-- Begin --
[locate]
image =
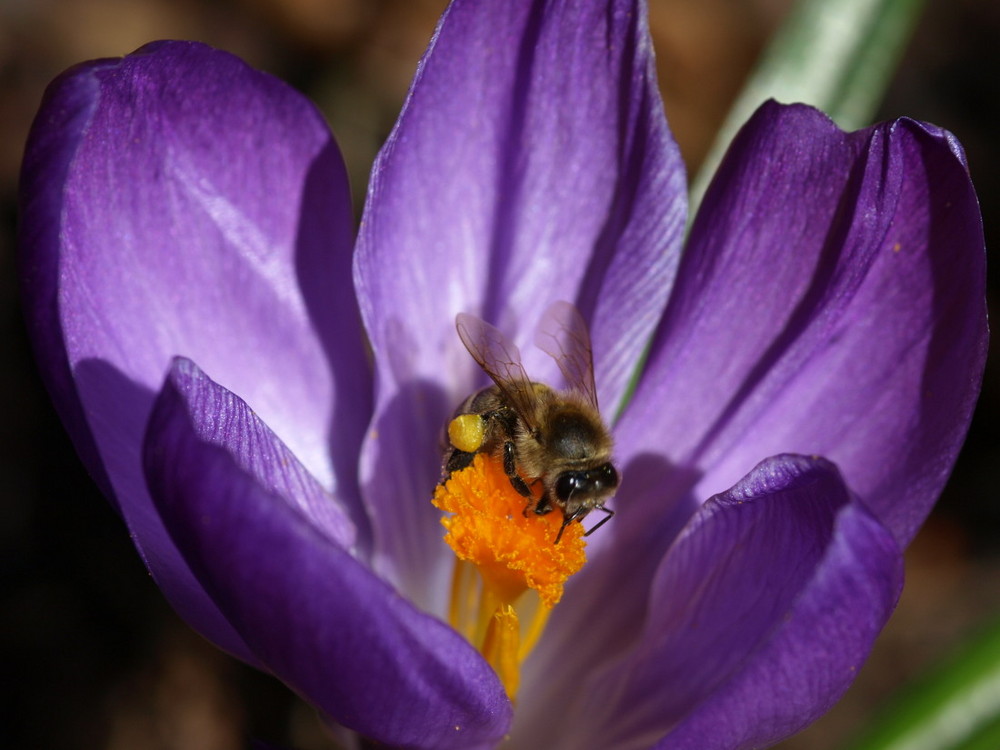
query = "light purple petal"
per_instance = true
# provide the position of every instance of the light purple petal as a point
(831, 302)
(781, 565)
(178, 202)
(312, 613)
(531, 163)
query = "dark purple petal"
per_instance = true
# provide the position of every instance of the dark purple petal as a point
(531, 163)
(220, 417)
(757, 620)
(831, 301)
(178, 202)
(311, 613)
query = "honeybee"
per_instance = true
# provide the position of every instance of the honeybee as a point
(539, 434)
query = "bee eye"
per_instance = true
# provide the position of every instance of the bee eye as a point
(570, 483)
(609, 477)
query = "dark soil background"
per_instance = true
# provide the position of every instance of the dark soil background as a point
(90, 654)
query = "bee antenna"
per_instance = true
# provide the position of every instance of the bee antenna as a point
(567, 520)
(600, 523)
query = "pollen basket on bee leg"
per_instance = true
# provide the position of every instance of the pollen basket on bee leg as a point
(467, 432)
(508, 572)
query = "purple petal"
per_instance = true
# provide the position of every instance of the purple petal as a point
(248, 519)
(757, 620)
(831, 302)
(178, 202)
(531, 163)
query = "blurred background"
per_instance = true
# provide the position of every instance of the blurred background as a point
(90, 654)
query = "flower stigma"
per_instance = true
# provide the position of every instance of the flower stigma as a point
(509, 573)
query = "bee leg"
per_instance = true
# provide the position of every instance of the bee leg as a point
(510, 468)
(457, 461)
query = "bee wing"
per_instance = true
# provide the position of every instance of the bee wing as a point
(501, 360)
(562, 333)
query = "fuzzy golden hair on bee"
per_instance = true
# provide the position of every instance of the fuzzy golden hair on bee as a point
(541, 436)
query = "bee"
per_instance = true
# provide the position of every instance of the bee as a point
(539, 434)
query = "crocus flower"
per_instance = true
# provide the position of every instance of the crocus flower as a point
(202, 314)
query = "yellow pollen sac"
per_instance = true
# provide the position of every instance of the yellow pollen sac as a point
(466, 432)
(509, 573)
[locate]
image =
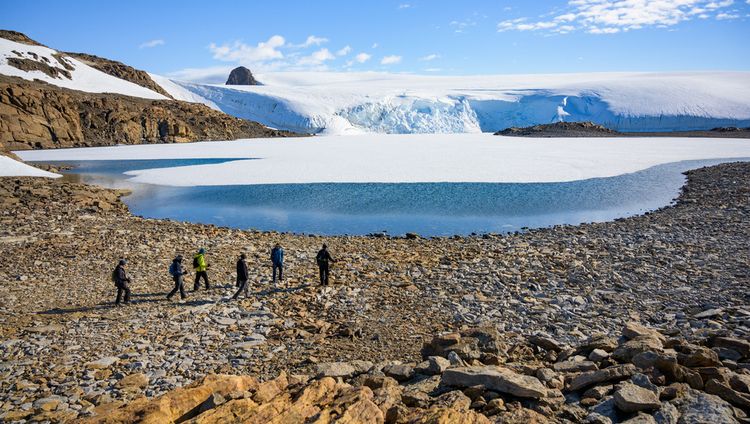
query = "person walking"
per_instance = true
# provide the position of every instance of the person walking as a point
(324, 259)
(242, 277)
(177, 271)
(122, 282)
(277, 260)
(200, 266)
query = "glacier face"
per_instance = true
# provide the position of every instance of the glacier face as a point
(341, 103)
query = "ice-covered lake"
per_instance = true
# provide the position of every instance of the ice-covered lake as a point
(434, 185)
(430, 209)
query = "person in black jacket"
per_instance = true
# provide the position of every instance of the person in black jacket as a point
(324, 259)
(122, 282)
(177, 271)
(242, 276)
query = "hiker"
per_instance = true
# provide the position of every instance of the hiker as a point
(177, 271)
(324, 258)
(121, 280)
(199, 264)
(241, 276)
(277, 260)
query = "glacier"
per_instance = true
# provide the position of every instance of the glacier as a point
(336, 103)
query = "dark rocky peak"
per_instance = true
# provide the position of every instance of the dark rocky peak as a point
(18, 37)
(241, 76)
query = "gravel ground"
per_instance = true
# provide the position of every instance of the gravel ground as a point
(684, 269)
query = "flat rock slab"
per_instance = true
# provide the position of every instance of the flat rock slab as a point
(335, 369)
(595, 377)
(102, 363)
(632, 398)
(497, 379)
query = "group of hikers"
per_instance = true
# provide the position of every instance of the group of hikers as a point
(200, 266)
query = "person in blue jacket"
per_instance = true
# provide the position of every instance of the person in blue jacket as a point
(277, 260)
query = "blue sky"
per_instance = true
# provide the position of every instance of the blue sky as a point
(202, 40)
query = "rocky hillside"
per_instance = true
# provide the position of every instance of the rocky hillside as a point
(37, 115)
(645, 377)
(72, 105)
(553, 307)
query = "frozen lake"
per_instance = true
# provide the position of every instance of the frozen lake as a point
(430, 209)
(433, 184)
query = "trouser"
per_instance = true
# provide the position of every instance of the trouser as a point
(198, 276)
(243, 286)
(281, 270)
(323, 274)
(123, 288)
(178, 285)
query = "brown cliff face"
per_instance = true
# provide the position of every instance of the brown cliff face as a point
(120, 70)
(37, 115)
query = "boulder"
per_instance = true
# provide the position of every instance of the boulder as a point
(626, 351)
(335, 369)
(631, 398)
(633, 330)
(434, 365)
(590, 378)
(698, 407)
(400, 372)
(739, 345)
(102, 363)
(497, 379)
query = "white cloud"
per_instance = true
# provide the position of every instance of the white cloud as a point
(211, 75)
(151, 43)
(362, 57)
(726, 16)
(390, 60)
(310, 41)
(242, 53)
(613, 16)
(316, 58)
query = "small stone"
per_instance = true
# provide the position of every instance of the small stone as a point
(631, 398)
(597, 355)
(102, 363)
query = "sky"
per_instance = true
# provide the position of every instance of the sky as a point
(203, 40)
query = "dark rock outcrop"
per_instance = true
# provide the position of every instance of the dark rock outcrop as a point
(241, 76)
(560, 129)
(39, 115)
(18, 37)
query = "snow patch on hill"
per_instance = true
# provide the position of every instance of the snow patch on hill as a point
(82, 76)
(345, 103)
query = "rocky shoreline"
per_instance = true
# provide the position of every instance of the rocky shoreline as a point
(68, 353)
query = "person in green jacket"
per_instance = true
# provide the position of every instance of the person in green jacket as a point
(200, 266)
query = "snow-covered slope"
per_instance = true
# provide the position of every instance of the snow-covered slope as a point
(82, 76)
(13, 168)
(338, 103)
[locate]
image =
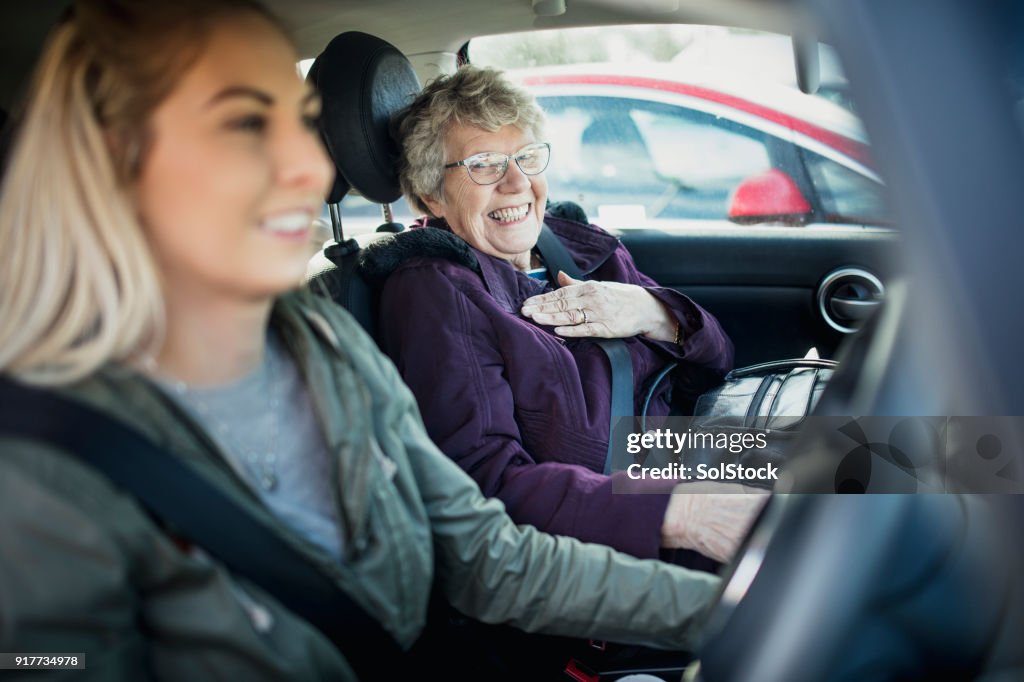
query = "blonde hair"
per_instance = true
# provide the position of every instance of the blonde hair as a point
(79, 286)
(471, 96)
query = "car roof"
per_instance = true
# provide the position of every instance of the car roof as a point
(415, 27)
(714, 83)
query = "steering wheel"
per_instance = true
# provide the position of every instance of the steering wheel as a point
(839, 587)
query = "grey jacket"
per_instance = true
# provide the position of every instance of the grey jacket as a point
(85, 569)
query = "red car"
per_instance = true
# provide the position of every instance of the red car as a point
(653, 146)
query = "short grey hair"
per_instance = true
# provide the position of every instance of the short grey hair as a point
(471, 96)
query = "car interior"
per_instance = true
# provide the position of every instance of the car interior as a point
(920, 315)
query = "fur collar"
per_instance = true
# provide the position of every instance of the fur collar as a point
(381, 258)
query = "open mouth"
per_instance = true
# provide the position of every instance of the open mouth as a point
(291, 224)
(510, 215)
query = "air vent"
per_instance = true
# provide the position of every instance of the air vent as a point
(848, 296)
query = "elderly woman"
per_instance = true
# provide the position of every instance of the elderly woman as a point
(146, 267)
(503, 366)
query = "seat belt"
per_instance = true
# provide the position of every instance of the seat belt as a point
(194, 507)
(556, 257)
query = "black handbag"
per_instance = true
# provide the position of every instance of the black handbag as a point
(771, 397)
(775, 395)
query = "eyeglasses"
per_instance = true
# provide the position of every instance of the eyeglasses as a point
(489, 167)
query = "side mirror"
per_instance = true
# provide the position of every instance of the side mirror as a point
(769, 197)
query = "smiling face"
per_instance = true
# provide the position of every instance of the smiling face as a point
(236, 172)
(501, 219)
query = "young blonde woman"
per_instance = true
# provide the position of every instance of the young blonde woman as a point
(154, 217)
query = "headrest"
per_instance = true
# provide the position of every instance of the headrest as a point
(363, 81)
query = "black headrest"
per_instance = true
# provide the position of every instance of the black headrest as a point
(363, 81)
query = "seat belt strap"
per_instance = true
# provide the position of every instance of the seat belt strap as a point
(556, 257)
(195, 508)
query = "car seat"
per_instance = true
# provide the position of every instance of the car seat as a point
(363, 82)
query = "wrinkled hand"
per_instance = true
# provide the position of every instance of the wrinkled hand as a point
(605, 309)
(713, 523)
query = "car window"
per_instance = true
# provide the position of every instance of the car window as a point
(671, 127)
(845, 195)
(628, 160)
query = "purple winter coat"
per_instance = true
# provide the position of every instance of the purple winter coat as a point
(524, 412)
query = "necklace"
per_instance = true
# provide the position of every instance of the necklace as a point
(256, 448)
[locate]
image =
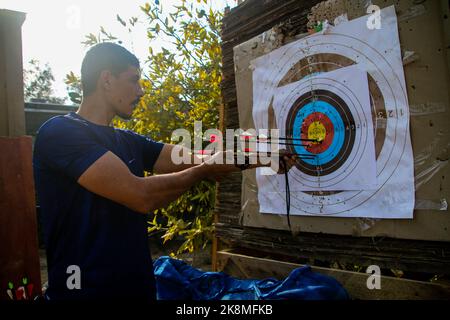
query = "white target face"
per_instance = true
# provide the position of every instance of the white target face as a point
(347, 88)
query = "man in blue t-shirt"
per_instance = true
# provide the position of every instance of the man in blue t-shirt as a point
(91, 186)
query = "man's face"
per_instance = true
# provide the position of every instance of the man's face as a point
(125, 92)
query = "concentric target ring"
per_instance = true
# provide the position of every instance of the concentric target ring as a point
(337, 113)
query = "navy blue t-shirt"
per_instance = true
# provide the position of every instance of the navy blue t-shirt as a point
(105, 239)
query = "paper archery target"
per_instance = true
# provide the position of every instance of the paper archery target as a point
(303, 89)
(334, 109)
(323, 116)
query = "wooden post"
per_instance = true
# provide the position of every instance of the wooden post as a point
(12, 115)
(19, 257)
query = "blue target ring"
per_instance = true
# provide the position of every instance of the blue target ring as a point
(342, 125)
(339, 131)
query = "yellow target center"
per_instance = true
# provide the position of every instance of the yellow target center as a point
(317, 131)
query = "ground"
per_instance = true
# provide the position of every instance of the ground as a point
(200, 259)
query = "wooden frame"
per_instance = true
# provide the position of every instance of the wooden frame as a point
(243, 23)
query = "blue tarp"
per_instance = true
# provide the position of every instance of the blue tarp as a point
-- End --
## [Task prompt]
Pick out every line in the entries above that contains the string "wing", and reproduce each such line in full. The match is case-sensitive.

## [Output for this task]
query = "bee wing"
# provide the position of every instance of the bee wing as a point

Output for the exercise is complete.